Observability Guide
LuckyPlans includes a full observability stack covering metrics, logs, and traces. This guide covers how to use it day-to-day for development and debugging.
Quick Reference
| Tool | Local URL | K8s Access | Purpose |
|---|---|---|---|
| Grafana | http://localhost:3002 | kubectl -n monitoring port-forward svc/grafana 3002:3000 | Dashboards, log/trace exploration |
| Prometheus | http://localhost:9090 | kubectl -n monitoring port-forward svc/prometheus 9090:9090 | Metrics queries, target health |
| Loki | http://localhost:3100 | (via Grafana) | Log aggregation |
| Tempo | http://localhost:3200 | (via Grafana) | Distributed traces |
Production host routing:
- Grafana is exposed at
https://admin.luckyplans.xyz/grafana - App/API traffic is split across
app.luckyplans.xyzandapi.luckyplans.xyz - Legacy API remains available at
https://v0.api.luckyplans.xyzthrough k3d ingress passthrough
Getting Started
Local development
The observability stack starts automatically with docker compose up -d:
docker compose up -d
pnpm dev
Open http://localhost:3002 — Grafana is pre-configured with anonymous admin access, datasources, and dashboards. No login required.
K8s (local k3d or prod)
The observability stack is deployed via Helm:
# Included automatically in full deploy:
pnpm deploy:local
# Or deploy observability only:
helm upgrade --install luckyplans-observability infrastructure/helm/observability \
--namespace monitoring --create-namespace \
-f infrastructure/helm/observability/values.yaml
# Access Grafana:
kubectl -n monitoring port-forward svc/grafana 3002:3000
Grafana Dashboards
RED Metrics Dashboard
Open Grafana → LuckyPlans folder → RED Metrics.
This dashboard shows the RED method for each service:
| Panel | What it shows | What to look for |
|---|---|---|
| Request Rate by Service | Requests per second per service | Sudden drops = service may be down |
| Error Rate by Service (5xx) | Percentage of 5xx responses | Yellow > 1%, Red > 5% — investigate immediately |
| Request Duration (p50/p95/p99) | Latency percentiles | p95 > 2s triggers an alert |
| Request Rate by Route (Top 10) | Busiest endpoints | Identify hot paths for optimization |
| Slowest Endpoints (p95) | Table of slowest routes | Find performance bottlenecks |
Use the service dropdown at the top to filter by api-gateway or service-core.

• [Data excerpts]

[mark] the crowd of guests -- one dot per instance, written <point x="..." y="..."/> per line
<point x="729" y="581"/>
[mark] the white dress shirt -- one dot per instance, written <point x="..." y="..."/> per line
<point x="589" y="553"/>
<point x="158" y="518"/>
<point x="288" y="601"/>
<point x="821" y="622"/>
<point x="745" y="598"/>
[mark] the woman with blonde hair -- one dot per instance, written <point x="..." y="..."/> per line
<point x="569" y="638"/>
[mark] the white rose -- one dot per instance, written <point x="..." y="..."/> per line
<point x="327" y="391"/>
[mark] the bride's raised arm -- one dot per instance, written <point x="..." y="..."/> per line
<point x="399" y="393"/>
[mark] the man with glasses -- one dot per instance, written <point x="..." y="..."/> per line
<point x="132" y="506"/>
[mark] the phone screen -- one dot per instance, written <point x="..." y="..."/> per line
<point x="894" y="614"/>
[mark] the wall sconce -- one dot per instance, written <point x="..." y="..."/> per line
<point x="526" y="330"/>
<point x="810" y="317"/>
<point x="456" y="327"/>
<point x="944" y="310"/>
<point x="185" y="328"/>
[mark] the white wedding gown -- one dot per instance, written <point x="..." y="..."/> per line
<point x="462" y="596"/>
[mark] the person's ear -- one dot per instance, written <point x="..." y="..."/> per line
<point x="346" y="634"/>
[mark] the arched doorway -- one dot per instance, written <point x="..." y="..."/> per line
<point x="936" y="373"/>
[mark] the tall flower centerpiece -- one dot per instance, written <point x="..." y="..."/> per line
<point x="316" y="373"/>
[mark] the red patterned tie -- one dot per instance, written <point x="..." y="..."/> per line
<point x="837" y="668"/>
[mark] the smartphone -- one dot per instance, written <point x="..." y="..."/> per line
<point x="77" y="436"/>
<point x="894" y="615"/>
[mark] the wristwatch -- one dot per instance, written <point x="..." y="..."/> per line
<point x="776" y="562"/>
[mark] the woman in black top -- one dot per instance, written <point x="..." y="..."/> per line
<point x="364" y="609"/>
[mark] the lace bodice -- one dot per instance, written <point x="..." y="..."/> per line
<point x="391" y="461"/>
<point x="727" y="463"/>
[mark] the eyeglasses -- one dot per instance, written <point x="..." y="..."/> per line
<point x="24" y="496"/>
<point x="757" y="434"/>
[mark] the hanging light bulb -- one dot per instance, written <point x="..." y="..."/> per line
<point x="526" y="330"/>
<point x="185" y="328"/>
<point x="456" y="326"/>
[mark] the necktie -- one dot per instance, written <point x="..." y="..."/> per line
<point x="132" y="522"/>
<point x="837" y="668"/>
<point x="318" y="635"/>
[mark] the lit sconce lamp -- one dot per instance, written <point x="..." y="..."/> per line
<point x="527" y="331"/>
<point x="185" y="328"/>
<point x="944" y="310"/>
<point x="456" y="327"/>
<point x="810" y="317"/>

• [Work to complete]
a: In the observability guide, what p95 request duration triggers an alert?
b: Please quote a passage from the observability guide word for word: begin at the words "K8s (local k3d" and stop after "folder → RED Metrics.".
c: Extend the observability guide past its final sentence, keeping its style and format.

• [The results]
a: A p95 request duration above 2s triggers an alert.

b:
K8s (local k3d or prod)
The observability stack is deployed via Helm:
# Included automatically in full deploy:
pnpm deploy:local
# Or deploy observability only:
helm upgrade --install luckyplans-observability infrastructure/helm/observability \
--namespace monitoring --create-namespace \
-f infrastructure/helm/observability/values.yaml
# Access Grafana:
kubectl -n monitoring port-forward svc/grafana 3002:3000
Grafana Dashboards
RED Metrics Dashboard
Open Grafana → LuckyPlans folder → RED Metrics.

c:
Infrastructure Dashboard
Open Grafana → LuckyPlans folder → Infrastructure.
| Panel | What it shows |
|---|---|
| Service Targets Up/Down | Whether Prometheus can reach each scrape target |
| OTel Collector — Exported Spans/Metrics/Logs | Throughput of the telemetry pipeline |
| OTel Collector — Dropped Telemetry | If the collector is dropping data (memory pressure) |
Viewing Traces
Traces show the full journey of a request across services.
Find traces for a request
- Open Grafana → Explore (compass icon in sidebar)
- Select Tempo datasource (top-left dropdown)
- Use Search tab:
- Service Name:
api-gatewayorservice-core - Span Name: e.g.,
GET /graphql,HTTP POST - Min Duration: e.g.,
100msto find slow requests
- Service Name:
- Click Run query
- Click any trace row to see the full span waterfall
Reading a trace
A typical GraphQL request trace looks like:
HTTP POST /graphql [api-gateway, 45ms]
├── graphql.resolve getItems [api-gateway, 38ms]
│ ├── ioredis: PUBLISH [api-gateway, 2ms]
│ └── microservice.getItems [service-core, 30ms]
│ └── ioredis: GET/SET [service-core, 1ms]
└── graphql.serialize [api-gateway, 1ms]
- Parent span: The HTTP request hitting the gateway
- GraphQL resolver span: Auto-instrumented by OTel
- Redis spans: Auto-instrumented by ioredis instrumentation
- Microservice span: Created by
TraceContextExtractorfrom the propagated W3C trace context
Trace-to-log correlation
Click the Logs for this span button on any span to jump to Loki with the trace ID pre-filtered. This shows all log lines emitted during that span’s execution.
Querying Logs
Basic log queries
- Open Grafana → Explore
- Select Loki datasource
- Use LogQL queries:
# All logs from api-gateway
{service_name="api-gateway"}
# Error-level logs only
{service_name="api-gateway"} | json | level="error"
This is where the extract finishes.